Exercise aim:
Write out the data below line for line, keeping every character unchanged.

Data to process:
==========

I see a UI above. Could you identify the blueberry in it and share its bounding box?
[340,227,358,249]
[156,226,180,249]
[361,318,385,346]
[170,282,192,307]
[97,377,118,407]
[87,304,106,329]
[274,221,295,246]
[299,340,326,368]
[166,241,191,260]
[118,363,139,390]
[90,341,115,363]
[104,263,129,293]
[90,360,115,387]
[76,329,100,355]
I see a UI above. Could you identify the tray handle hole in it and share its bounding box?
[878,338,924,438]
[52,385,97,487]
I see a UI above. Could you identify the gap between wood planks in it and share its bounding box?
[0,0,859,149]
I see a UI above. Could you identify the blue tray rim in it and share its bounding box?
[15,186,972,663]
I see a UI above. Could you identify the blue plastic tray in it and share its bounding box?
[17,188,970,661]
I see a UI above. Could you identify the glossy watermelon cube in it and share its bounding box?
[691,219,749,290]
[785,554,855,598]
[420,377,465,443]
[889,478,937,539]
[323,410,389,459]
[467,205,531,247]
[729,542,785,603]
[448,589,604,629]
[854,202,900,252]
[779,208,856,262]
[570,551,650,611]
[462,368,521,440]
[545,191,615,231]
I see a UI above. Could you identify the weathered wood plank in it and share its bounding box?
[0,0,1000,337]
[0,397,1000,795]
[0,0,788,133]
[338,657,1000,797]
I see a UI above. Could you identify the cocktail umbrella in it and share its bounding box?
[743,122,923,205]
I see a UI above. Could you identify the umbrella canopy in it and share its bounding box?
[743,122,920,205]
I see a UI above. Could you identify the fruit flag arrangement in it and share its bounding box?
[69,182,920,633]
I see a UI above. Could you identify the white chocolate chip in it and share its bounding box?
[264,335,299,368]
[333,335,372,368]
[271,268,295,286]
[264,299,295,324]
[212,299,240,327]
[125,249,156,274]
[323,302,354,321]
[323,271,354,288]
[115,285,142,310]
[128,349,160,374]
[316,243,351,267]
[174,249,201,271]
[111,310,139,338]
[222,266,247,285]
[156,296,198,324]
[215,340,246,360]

==========

The answer:
I see a UI above. Could you identify the blueberry in it and share its bounding box?
[340,227,358,249]
[156,226,180,249]
[361,318,385,346]
[170,282,192,307]
[97,377,118,407]
[87,304,106,329]
[274,221,295,246]
[299,340,326,368]
[166,241,191,260]
[118,363,139,390]
[90,341,115,363]
[104,263,129,293]
[90,360,115,387]
[76,329,100,355]
I see a UI above. Could you identify the tray handle hole in it and share its bounding box?
[878,338,924,438]
[52,385,97,487]
I see a UI above. Could you identify the gap between wood planks in it and share its bounding box?
[0,0,859,149]
I see a UI above. Could you identify the blue tray rim in it and share its bounding box?
[15,186,972,663]
I see a UI above. Could you identify the blue plastic tray in it and share its bounding box?
[17,188,970,661]
I see a UI above. Could you identify the glossy watermelon cube in it and share its bounding box?
[691,219,749,290]
[785,554,855,598]
[420,377,465,443]
[889,478,937,539]
[323,410,389,459]
[467,205,531,247]
[729,542,785,603]
[448,589,604,629]
[854,202,900,252]
[779,208,856,262]
[570,551,650,611]
[462,368,521,440]
[545,191,615,231]
I see a UI above. Could you identify the weathered wood plank in it and share its bounding box?
[0,0,1000,337]
[0,397,1000,795]
[0,0,788,133]
[338,657,1000,797]
I see a UI above. Could you identify the cocktail umbrella in it and share its bounding box?
[743,122,923,205]
I see a UI above. Could you identify the umbrella canopy in it and share its bounding box?
[743,122,920,205]
I see a UI above. Could you identify the fruit flag arrangement in it and share its bounding box?
[69,182,920,633]
I see a UI above. Could you identify the white chocolate chip in it and share its bounding box?
[264,335,299,368]
[333,335,372,368]
[271,268,295,286]
[264,299,295,324]
[212,299,240,327]
[125,249,156,274]
[323,302,354,321]
[323,271,354,288]
[115,285,142,310]
[128,349,160,374]
[316,243,351,267]
[174,249,201,271]
[111,310,139,338]
[222,266,247,285]
[156,296,198,324]
[215,340,246,360]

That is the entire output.